> _Task directions_:
Exclude all pictures, then restate the entries below word for word.

*** Opening Dataset extract ***

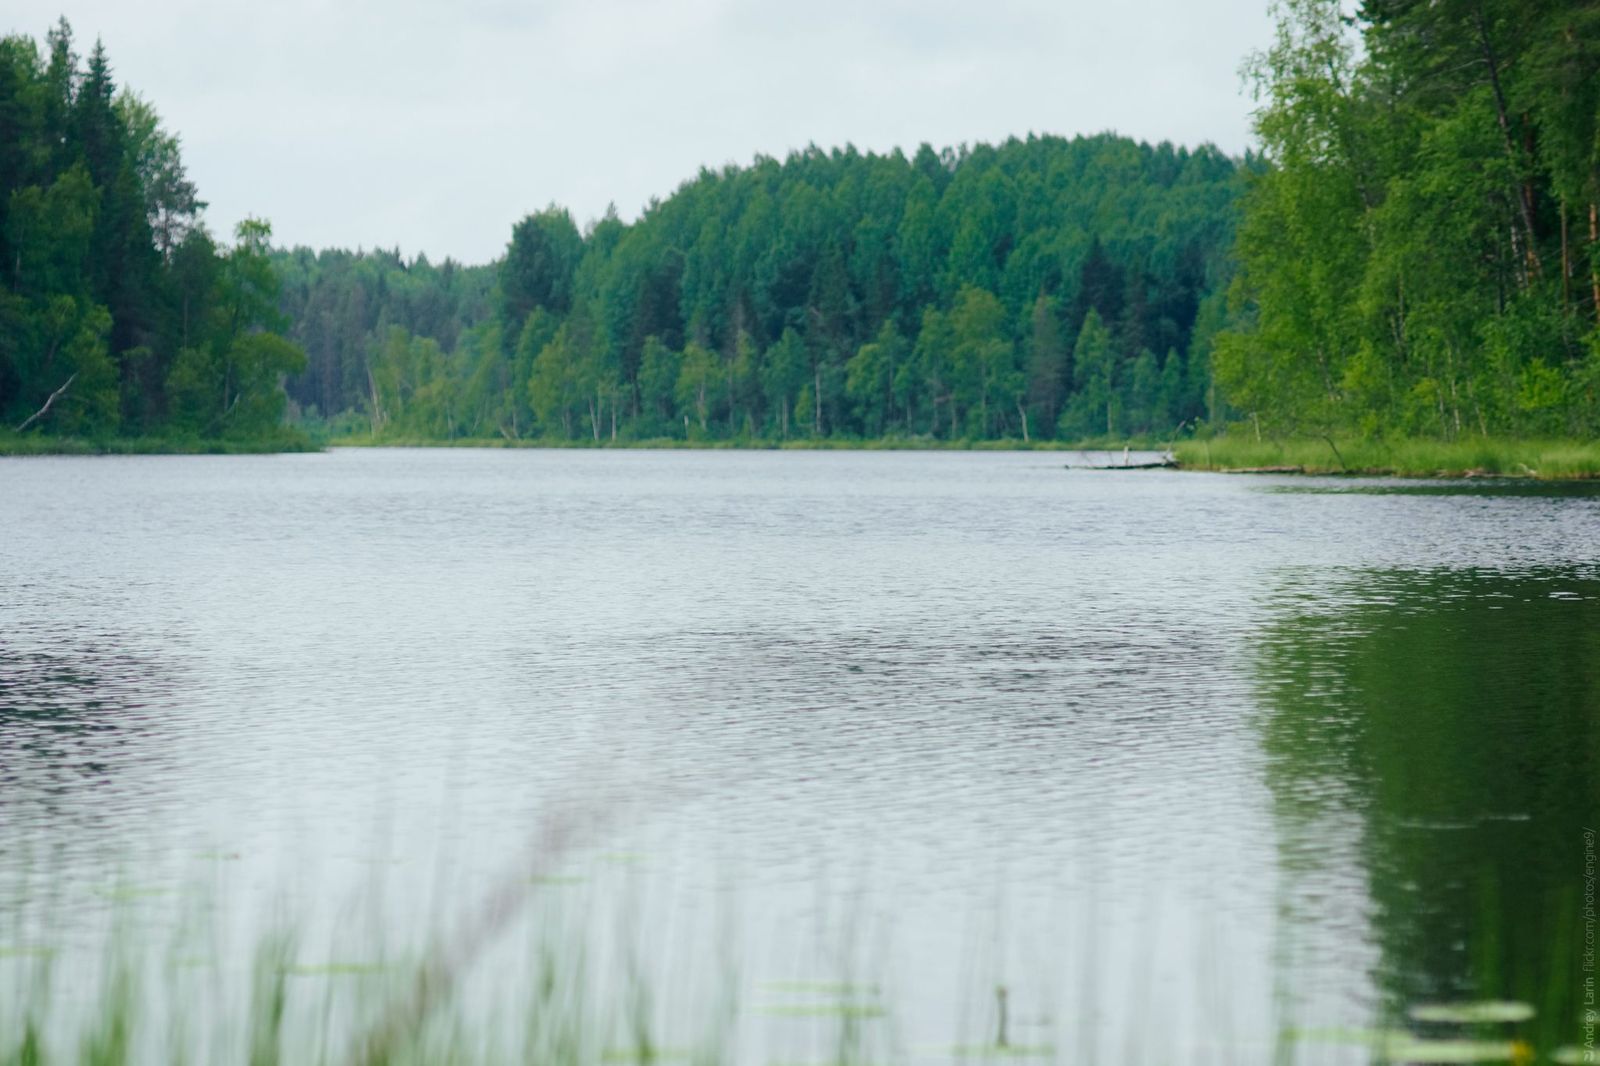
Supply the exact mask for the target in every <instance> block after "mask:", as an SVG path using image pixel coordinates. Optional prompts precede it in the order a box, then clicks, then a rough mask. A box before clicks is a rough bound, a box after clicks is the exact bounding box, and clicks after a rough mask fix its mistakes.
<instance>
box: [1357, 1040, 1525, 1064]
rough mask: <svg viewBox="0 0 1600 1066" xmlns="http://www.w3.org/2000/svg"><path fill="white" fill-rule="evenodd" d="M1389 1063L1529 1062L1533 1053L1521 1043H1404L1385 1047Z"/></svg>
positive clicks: (1384, 1049)
mask: <svg viewBox="0 0 1600 1066" xmlns="http://www.w3.org/2000/svg"><path fill="white" fill-rule="evenodd" d="M1384 1058H1387V1060H1389V1061H1390V1063H1528V1061H1533V1050H1531V1048H1530V1047H1528V1045H1526V1044H1522V1042H1520V1040H1403V1042H1397V1044H1392V1045H1387V1047H1386V1048H1384Z"/></svg>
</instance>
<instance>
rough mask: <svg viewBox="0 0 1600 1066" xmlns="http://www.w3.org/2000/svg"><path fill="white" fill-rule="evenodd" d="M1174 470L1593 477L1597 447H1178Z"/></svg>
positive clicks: (1301, 440)
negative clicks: (1179, 469) (1275, 469)
mask: <svg viewBox="0 0 1600 1066" xmlns="http://www.w3.org/2000/svg"><path fill="white" fill-rule="evenodd" d="M1173 451H1174V455H1176V458H1178V463H1179V466H1182V467H1187V469H1195V471H1261V469H1282V467H1290V469H1288V471H1286V472H1294V471H1298V472H1304V474H1378V475H1394V477H1531V479H1549V480H1557V479H1590V477H1600V442H1578V440H1501V439H1466V440H1413V439H1395V440H1341V439H1334V440H1325V439H1314V440H1261V442H1256V440H1250V439H1246V437H1214V439H1210V440H1198V439H1197V440H1182V442H1178V443H1176V445H1174V448H1173Z"/></svg>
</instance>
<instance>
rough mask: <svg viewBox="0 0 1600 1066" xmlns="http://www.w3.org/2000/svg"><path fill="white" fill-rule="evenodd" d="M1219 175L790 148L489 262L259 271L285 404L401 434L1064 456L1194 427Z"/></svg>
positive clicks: (931, 150)
mask: <svg viewBox="0 0 1600 1066" xmlns="http://www.w3.org/2000/svg"><path fill="white" fill-rule="evenodd" d="M1238 190H1240V176H1238V165H1237V162H1235V160H1232V158H1229V157H1226V155H1222V154H1221V152H1218V150H1214V149H1210V147H1206V149H1198V150H1194V152H1190V150H1184V149H1176V147H1173V146H1170V144H1162V146H1157V147H1150V146H1146V144H1136V142H1133V141H1128V139H1125V138H1117V136H1110V134H1106V136H1096V138H1077V139H1072V141H1067V139H1061V138H1029V139H1026V141H1019V139H1013V141H1008V142H1005V144H1002V146H998V147H989V146H976V147H971V149H962V150H946V152H942V154H939V152H934V150H933V149H931V147H928V146H923V147H922V149H918V150H917V154H915V155H914V157H910V158H907V157H906V155H902V154H899V152H891V154H888V155H875V154H861V152H856V150H854V149H843V150H834V152H822V150H819V149H808V150H805V152H797V154H794V155H790V157H789V158H786V160H782V162H779V160H773V158H757V160H755V163H754V165H750V166H726V168H723V170H720V171H710V170H704V171H701V173H699V176H696V178H694V179H693V181H688V182H685V184H683V186H682V187H678V190H677V192H675V194H674V195H672V197H669V198H667V200H664V202H656V203H651V205H650V208H648V210H646V211H645V213H643V216H642V218H640V219H638V221H637V222H634V224H624V222H621V221H619V219H618V218H616V216H614V213H611V214H608V216H606V218H603V219H600V221H597V222H594V224H590V226H589V227H587V230H586V232H581V230H579V229H578V226H576V224H574V222H573V219H571V218H570V214H568V213H566V211H565V210H562V208H557V206H552V208H549V210H546V211H541V213H536V214H531V216H528V218H525V219H523V221H522V222H518V224H517V226H515V229H514V230H512V240H510V245H509V246H507V251H506V256H504V259H501V261H499V262H498V264H496V266H494V269H493V271H483V269H462V267H458V266H454V264H451V262H445V264H443V266H442V267H434V266H432V264H429V262H427V261H426V259H424V258H419V259H416V261H414V262H410V264H408V262H405V261H403V259H402V258H400V256H398V253H384V251H379V253H370V254H363V256H352V254H349V253H322V254H315V253H312V251H310V250H296V251H293V253H283V254H278V258H277V264H278V271H280V275H282V277H283V293H285V304H283V306H285V311H286V312H288V317H290V319H291V320H293V322H294V330H293V336H294V339H296V341H299V343H301V344H304V347H306V351H307V354H309V368H307V371H306V373H304V375H301V376H299V378H296V379H294V381H291V384H290V392H291V395H293V397H294V400H296V402H298V403H301V405H304V407H307V408H310V407H315V408H317V410H318V411H325V413H336V411H360V413H362V416H363V418H366V419H368V423H370V427H371V431H373V432H376V434H379V435H390V437H406V439H453V437H509V439H526V437H534V439H552V437H554V439H578V440H635V439H653V437H680V439H690V440H717V439H744V440H752V439H766V440H778V439H795V437H846V439H872V437H883V435H894V437H939V439H950V440H974V439H978V440H982V439H1000V437H1008V439H1051V437H1056V435H1064V437H1070V439H1080V437H1093V435H1122V434H1154V432H1168V431H1171V429H1173V427H1174V426H1176V424H1178V423H1181V421H1192V419H1195V418H1200V416H1202V415H1203V413H1205V407H1206V384H1208V381H1210V373H1208V368H1206V354H1208V344H1210V336H1211V335H1213V333H1214V331H1216V330H1218V328H1219V327H1221V325H1222V295H1221V291H1222V288H1224V287H1226V282H1227V251H1229V246H1230V243H1232V230H1234V213H1232V206H1234V203H1235V202H1237V197H1238Z"/></svg>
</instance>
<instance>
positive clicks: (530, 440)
mask: <svg viewBox="0 0 1600 1066" xmlns="http://www.w3.org/2000/svg"><path fill="white" fill-rule="evenodd" d="M322 443H323V447H328V448H630V450H650V451H672V450H680V451H682V450H691V451H1118V453H1120V451H1125V450H1130V448H1131V450H1133V451H1165V450H1166V445H1165V443H1158V442H1154V443H1152V442H1139V440H1134V442H1128V440H1072V442H1067V440H1013V439H1003V440H942V439H938V437H882V439H872V440H856V439H850V437H818V439H808V437H794V439H789V440H765V439H760V437H736V439H733V440H682V439H678V437H651V439H645V440H610V439H602V440H566V439H539V437H528V439H515V440H514V439H506V437H475V439H474V437H461V439H456V440H435V439H427V437H368V435H355V437H330V439H326V440H323V442H322Z"/></svg>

*** Closing Dataset extract ***

> _Result for this task_:
Supply the exact mask for the target in every <instance> block after "mask:", as an SVG path using image pixel coordinates. Optional prompts precede it in the order a box, then clicks, then a rough mask. A box before clicks is a rough bound, a box after clicks is the exact bounding box, and clicks after a rough mask fix its mistakes.
<instance>
box: [1357, 1040, 1525, 1064]
rough mask: <svg viewBox="0 0 1600 1066" xmlns="http://www.w3.org/2000/svg"><path fill="white" fill-rule="evenodd" d="M1389 1063L1529 1062L1533 1053L1521 1043H1404L1385 1047Z"/></svg>
positive clicks: (1384, 1049)
mask: <svg viewBox="0 0 1600 1066" xmlns="http://www.w3.org/2000/svg"><path fill="white" fill-rule="evenodd" d="M1384 1058H1387V1060H1389V1061H1390V1063H1528V1061H1533V1050H1531V1048H1530V1047H1528V1045H1526V1044H1522V1042H1520V1040H1403V1042H1397V1044H1392V1045H1387V1047H1386V1048H1384Z"/></svg>
</instance>
<instance>
rough mask: <svg viewBox="0 0 1600 1066" xmlns="http://www.w3.org/2000/svg"><path fill="white" fill-rule="evenodd" d="M1174 470L1593 477L1597 447H1178Z"/></svg>
positive clicks: (1301, 440)
negative clicks: (1179, 469) (1275, 469)
mask: <svg viewBox="0 0 1600 1066" xmlns="http://www.w3.org/2000/svg"><path fill="white" fill-rule="evenodd" d="M1173 451H1174V455H1176V458H1178V463H1179V466H1182V467H1187V469H1195V471H1261V469H1282V467H1290V469H1288V471H1286V472H1294V471H1298V472H1304V474H1378V475H1394V477H1531V479H1549V480H1557V479H1590V477H1600V442H1578V440H1501V439H1466V440H1413V439H1395V440H1341V439H1334V440H1325V439H1314V440H1261V442H1256V440H1250V439H1246V437H1214V439H1210V440H1198V439H1197V440H1182V442H1178V443H1176V445H1174V448H1173Z"/></svg>
</instance>
<instance>
rough mask: <svg viewBox="0 0 1600 1066" xmlns="http://www.w3.org/2000/svg"><path fill="white" fill-rule="evenodd" d="M1219 175L790 148L489 262L259 271L285 404L401 434L1064 456L1194 427Z"/></svg>
positive clicks: (931, 150)
mask: <svg viewBox="0 0 1600 1066" xmlns="http://www.w3.org/2000/svg"><path fill="white" fill-rule="evenodd" d="M1238 190H1240V176H1238V165H1237V162H1235V160H1232V158H1229V157H1226V155H1222V154H1221V152H1218V150H1214V149H1210V147H1206V149H1198V150H1194V152H1190V150H1184V149H1176V147H1173V146H1170V144H1162V146H1157V147H1150V146H1146V144H1136V142H1133V141H1128V139H1125V138H1117V136H1110V134H1106V136H1096V138H1077V139H1072V141H1067V139H1061V138H1029V139H1026V141H1019V139H1013V141H1008V142H1005V144H1002V146H998V147H989V146H976V147H971V149H962V150H946V152H942V154H939V152H934V150H933V149H931V147H928V146H923V147H922V149H918V150H917V154H915V155H914V157H910V158H907V157H906V155H902V154H899V152H891V154H888V155H875V154H861V152H856V150H854V149H843V150H834V152H822V150H819V149H808V150H805V152H797V154H794V155H790V157H789V158H786V160H782V162H779V160H773V158H757V160H755V163H754V165H750V166H726V168H723V170H720V171H710V170H704V171H701V173H699V176H696V178H694V179H693V181H688V182H685V184H683V186H682V187H678V190H677V192H675V194H674V195H672V197H669V198H667V200H664V202H656V203H651V205H650V208H648V210H646V211H645V213H643V216H642V218H640V219H638V221H637V222H634V224H624V222H621V221H619V219H618V218H616V216H614V213H611V214H608V216H606V218H603V219H600V221H597V222H594V224H590V226H589V227H587V230H586V232H581V230H579V229H578V226H576V224H574V222H573V219H571V218H570V214H568V213H566V211H565V210H562V208H557V206H552V208H549V210H546V211H541V213H536V214H531V216H528V218H525V219H523V221H522V222H518V224H517V226H515V229H514V230H512V240H510V245H509V246H507V251H506V256H504V259H501V261H499V262H498V264H496V266H494V269H493V271H483V269H462V267H458V266H454V264H451V262H445V264H443V266H442V267H434V266H432V264H429V262H427V261H426V259H424V258H419V259H416V261H414V262H410V264H408V262H405V261H403V259H402V258H400V256H398V253H384V251H379V253H370V254H363V256H352V254H349V253H322V254H315V253H312V251H310V250H296V251H293V253H283V254H278V258H277V264H278V271H280V275H282V277H283V293H285V304H283V306H285V311H286V312H288V317H290V319H291V320H293V322H294V330H293V336H294V339H296V341H299V343H301V344H304V347H306V351H307V354H309V368H307V371H306V373H304V375H301V376H299V378H296V379H294V381H291V384H290V392H291V395H293V397H294V400H296V402H298V403H301V405H304V407H307V408H310V407H315V408H317V410H318V411H325V413H336V411H360V413H362V416H363V418H366V419H368V423H370V427H371V431H373V432H376V434H379V435H390V437H406V439H453V437H509V439H526V437H534V439H552V437H554V439H578V440H635V439H653V437H680V439H690V440H717V439H744V440H752V439H766V440H778V439H795V437H846V439H872V437H883V435H894V437H939V439H950V440H974V439H978V440H982V439H1000V437H1008V439H1051V437H1056V435H1064V437H1070V439H1080V437H1093V435H1122V434H1154V432H1168V431H1171V429H1173V427H1174V426H1176V424H1178V423H1181V421H1192V419H1195V418H1200V416H1202V415H1203V413H1205V407H1206V384H1208V381H1210V373H1208V368H1206V354H1208V344H1210V336H1211V335H1213V333H1214V331H1216V330H1218V328H1219V327H1221V325H1222V295H1221V291H1222V288H1224V287H1226V282H1227V251H1229V246H1230V243H1232V230H1234V213H1232V206H1234V203H1235V202H1237V197H1238Z"/></svg>
</instance>
<instance>
positive clicks: (530, 440)
mask: <svg viewBox="0 0 1600 1066" xmlns="http://www.w3.org/2000/svg"><path fill="white" fill-rule="evenodd" d="M322 443H323V447H328V448H630V450H650V451H672V450H680V451H682V450H691V451H1118V453H1120V451H1125V450H1130V448H1131V450H1133V451H1165V450H1166V445H1165V443H1158V442H1154V443H1152V442H1139V440H1134V442H1128V440H1072V442H1067V440H1013V439H1003V440H942V439H938V437H882V439H872V440H856V439H850V437H818V439H808V437H794V439H789V440H765V439H760V437H736V439H733V440H682V439H678V437H651V439H645V440H610V439H602V440H566V439H539V437H528V439H515V440H514V439H506V437H475V439H474V437H461V439H456V440H435V439H427V437H368V435H355V437H330V439H326V440H323V442H322Z"/></svg>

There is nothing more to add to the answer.